Provided entries:

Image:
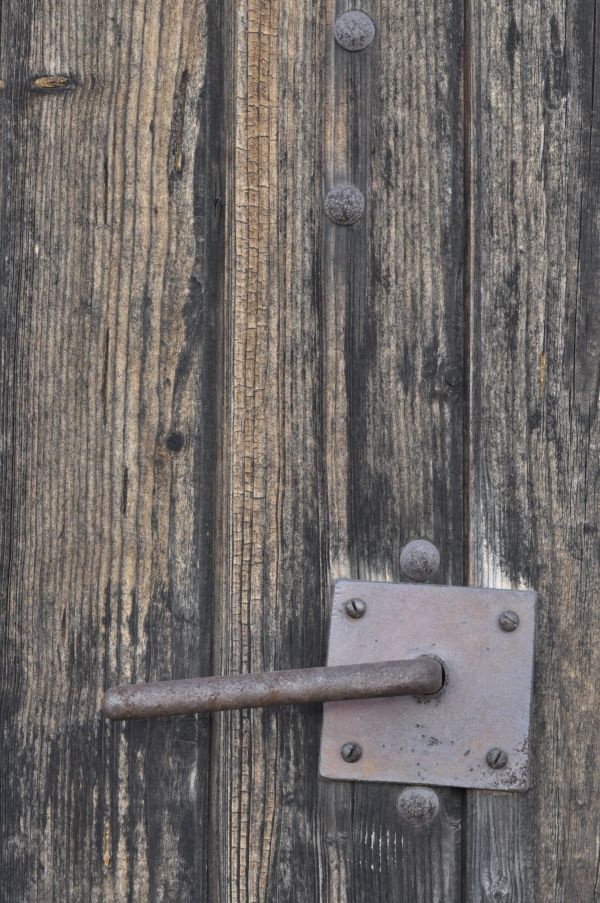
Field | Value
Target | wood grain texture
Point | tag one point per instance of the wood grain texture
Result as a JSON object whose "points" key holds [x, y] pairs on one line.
{"points": [[342, 436], [110, 288], [535, 437]]}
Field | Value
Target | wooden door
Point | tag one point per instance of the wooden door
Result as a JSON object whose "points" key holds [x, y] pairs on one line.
{"points": [[214, 400]]}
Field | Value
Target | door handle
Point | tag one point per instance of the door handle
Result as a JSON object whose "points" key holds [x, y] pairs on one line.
{"points": [[432, 684], [420, 676]]}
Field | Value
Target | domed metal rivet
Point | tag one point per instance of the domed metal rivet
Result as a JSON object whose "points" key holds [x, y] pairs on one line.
{"points": [[420, 560], [344, 205], [351, 751], [354, 30], [418, 806], [355, 608], [508, 621], [496, 758]]}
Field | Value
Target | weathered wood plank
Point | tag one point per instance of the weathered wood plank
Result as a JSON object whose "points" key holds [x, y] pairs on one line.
{"points": [[394, 293], [343, 437], [535, 437], [109, 237]]}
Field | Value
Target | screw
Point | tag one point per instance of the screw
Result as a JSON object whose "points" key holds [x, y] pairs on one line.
{"points": [[351, 751], [355, 608], [420, 560], [418, 806], [174, 441], [508, 621], [354, 30], [496, 758], [344, 205]]}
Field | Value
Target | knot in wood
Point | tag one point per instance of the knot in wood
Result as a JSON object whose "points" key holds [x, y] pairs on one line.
{"points": [[354, 30], [418, 806], [344, 205], [420, 560]]}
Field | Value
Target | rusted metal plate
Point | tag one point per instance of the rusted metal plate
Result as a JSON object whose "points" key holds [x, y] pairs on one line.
{"points": [[484, 705]]}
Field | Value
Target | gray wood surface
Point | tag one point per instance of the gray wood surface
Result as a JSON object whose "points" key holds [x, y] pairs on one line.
{"points": [[109, 298], [535, 439], [342, 438]]}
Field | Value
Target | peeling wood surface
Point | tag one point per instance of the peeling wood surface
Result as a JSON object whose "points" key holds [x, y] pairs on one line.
{"points": [[535, 430], [213, 401]]}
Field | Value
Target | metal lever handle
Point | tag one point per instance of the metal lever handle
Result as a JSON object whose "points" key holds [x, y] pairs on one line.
{"points": [[210, 694]]}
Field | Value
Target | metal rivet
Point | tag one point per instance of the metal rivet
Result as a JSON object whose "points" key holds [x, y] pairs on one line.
{"points": [[496, 758], [354, 30], [175, 441], [344, 205], [418, 806], [420, 560], [351, 751], [355, 608], [508, 621]]}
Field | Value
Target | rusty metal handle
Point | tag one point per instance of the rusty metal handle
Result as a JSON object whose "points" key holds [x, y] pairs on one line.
{"points": [[210, 694]]}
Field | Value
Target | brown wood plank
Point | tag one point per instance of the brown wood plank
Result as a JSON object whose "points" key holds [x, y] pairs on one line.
{"points": [[535, 437], [109, 282], [342, 413]]}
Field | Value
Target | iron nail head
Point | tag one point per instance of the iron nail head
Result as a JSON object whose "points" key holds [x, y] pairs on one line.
{"points": [[496, 758], [420, 560], [355, 608], [508, 621]]}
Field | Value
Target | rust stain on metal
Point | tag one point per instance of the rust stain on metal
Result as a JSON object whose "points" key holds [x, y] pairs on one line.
{"points": [[486, 697], [211, 694]]}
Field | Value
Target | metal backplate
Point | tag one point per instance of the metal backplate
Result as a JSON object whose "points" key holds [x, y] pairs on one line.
{"points": [[484, 704]]}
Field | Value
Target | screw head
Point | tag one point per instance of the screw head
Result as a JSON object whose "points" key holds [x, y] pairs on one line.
{"points": [[418, 806], [420, 560], [496, 758], [344, 205], [508, 621], [355, 608], [354, 30], [351, 751]]}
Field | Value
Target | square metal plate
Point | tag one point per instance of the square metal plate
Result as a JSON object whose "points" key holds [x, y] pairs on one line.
{"points": [[485, 701]]}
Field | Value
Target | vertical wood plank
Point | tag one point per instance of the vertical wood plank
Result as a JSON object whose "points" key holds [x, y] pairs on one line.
{"points": [[109, 256], [273, 580], [393, 290], [342, 414], [535, 438]]}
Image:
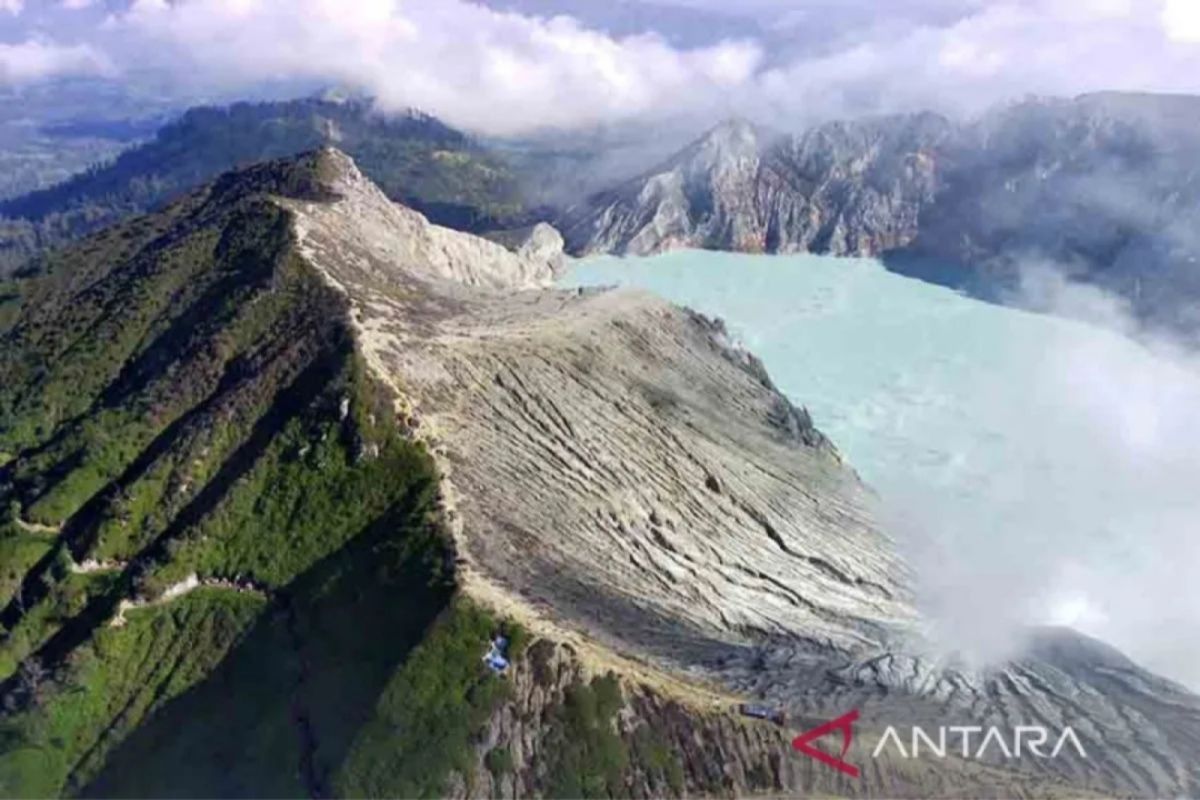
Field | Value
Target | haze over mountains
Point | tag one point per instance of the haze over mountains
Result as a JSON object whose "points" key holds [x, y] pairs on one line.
{"points": [[1102, 188], [286, 402], [319, 479]]}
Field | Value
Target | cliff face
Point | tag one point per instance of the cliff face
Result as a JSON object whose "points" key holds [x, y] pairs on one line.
{"points": [[845, 188], [281, 461], [1103, 186]]}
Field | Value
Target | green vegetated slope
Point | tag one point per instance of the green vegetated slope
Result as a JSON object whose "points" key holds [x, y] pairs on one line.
{"points": [[413, 157], [221, 561]]}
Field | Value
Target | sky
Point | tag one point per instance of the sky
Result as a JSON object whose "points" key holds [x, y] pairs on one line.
{"points": [[516, 66]]}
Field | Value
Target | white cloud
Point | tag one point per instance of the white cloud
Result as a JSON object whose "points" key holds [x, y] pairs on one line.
{"points": [[473, 66], [35, 60], [1181, 20], [505, 72]]}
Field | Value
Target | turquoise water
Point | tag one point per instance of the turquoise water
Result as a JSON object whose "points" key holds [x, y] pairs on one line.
{"points": [[1033, 468]]}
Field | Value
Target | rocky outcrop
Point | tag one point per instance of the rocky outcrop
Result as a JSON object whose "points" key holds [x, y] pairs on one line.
{"points": [[847, 188], [1102, 187], [621, 477], [615, 479]]}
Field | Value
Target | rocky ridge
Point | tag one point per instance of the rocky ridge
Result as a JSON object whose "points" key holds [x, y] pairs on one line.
{"points": [[672, 507], [613, 477]]}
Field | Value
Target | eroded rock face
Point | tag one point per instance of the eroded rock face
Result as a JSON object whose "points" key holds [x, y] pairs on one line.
{"points": [[844, 188], [618, 474], [615, 461]]}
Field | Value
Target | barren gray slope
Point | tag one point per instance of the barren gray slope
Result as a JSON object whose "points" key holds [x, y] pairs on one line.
{"points": [[617, 465]]}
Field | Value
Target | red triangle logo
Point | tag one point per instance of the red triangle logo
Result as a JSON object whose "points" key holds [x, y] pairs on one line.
{"points": [[845, 725]]}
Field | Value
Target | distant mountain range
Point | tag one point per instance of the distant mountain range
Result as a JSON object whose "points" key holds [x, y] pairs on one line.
{"points": [[1104, 187], [1107, 187], [417, 158], [283, 461]]}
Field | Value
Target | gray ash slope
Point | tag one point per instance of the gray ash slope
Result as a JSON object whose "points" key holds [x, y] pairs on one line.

Work to be completed: In the listing above, find the line containing "Target | sky" and the line containing "Point | tag one point per instance of the white". Output them and every line between, exactly, and nothing else.

Task output:
Target | sky
Point | tag one point per instance of the sky
Result as a JSON object whose "points" key holds [x, y] pairs on one line.
{"points": [[516, 66]]}
Field | Value
Target | white cloud
Point | tag one point per instance of the white cloud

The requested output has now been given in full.